>> start TEXT PROVIDED

File Systems¶
A central aspect in the design of HAICORE has been the enormous amount of data generated by scientific research projects. A multi-level data storage concept guarantees high-throughput processing of data using several different storage systems.
The core of this design are two large-scale, parallel file systems based on IBM Spectrum Scale (also known as GPFS) used for globally visible user data. Individual home directories are automatically created for each user on the Spectrum Scale home file system, and the environment variable $HOME points to these directories. Each user can also create so-called workspaces on the Spectrum Scale work file system.
Other storage locations include a temporary directory called $TMP that is is located on the local solid state disks (SSDs) of a node, and is therefore only visible on an individual node while a job is running. In order to create a temporary directory which is visible on all nodes of a batch job, users can request a temporary BeeGFS On Demand (BeeOND) file system. Access to BeeOND file systems is only possible from the nodes of the batch job and while the job is running.

>> end TEXT PROVIDED
>> start INFORMATION GIVEN

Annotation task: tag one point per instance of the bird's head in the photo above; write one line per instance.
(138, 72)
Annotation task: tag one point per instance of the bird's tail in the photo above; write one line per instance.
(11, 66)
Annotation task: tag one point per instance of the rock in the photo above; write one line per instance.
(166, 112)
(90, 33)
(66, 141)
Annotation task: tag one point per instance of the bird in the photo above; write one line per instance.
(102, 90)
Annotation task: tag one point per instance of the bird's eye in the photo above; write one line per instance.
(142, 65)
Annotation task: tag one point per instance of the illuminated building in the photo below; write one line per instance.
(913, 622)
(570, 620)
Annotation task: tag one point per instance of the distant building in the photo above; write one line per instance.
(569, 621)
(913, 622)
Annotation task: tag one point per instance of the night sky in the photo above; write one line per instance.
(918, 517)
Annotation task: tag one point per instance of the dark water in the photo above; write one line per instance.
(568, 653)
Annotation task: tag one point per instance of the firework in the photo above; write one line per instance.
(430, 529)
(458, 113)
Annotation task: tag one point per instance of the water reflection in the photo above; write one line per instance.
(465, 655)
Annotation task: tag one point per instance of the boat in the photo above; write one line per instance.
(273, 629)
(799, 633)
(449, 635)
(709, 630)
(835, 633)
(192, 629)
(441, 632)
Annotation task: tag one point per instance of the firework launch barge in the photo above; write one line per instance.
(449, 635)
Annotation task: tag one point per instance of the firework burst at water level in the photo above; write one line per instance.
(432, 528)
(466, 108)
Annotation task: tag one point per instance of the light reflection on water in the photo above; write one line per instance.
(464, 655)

>> end INFORMATION GIVEN

WORK TO DO »
1 – Using the file systems text, answer the following:
(a) Which product are the two large-scale, parallel file systems based on?
(b) Where is the $TMP directory located?
(c) What can users request to obtain a temporary directory visible on all nodes of a batch job?
2 – State whether each statement agrees with the file systems text, and quote the deciding words:
(a) The environment variable $HOME points to each user's individual home directory.
(b) The $TMP directory is visible on all nodes of a batch job.
(c) BeeOND file systems remain accessible after the job has finished running.
3 – Quote the file systems text word for word, beginning at the words "File Systems¶" and stopping after "work file system.".

PROBLEM SOLUTIONS »
1 –
(a) IBM Spectrum Scale (also known as GPFS).
(b) On the local solid state disks (SSDs) of a node.
(c) A temporary BeeGFS On Demand (BeeOND) file system.

2 –
(a) Yes: "the environment variable $HOME points to these directories"
(b) No: "is therefore only visible on an individual node while a job is running"
(c) No: "Access to BeeOND file systems is only possible from the nodes of the batch job and while the job is running."

3 –
File Systems¶
A central aspect in the design of HAICORE has been the enormous amount of data generated by scientific research projects. A multi-level data storage concept guarantees high-throughput processing of data using several different storage systems.
The core of this design are two large-scale, parallel file systems based on IBM Spectrum Scale (also known as GPFS) used for globally visible user data. Individual home directories are automatically created for each user on the Spectrum Scale home file system, and the environment variable $HOME points to these directories. Each user can also create so-called workspaces on the Spectrum Scale work file system.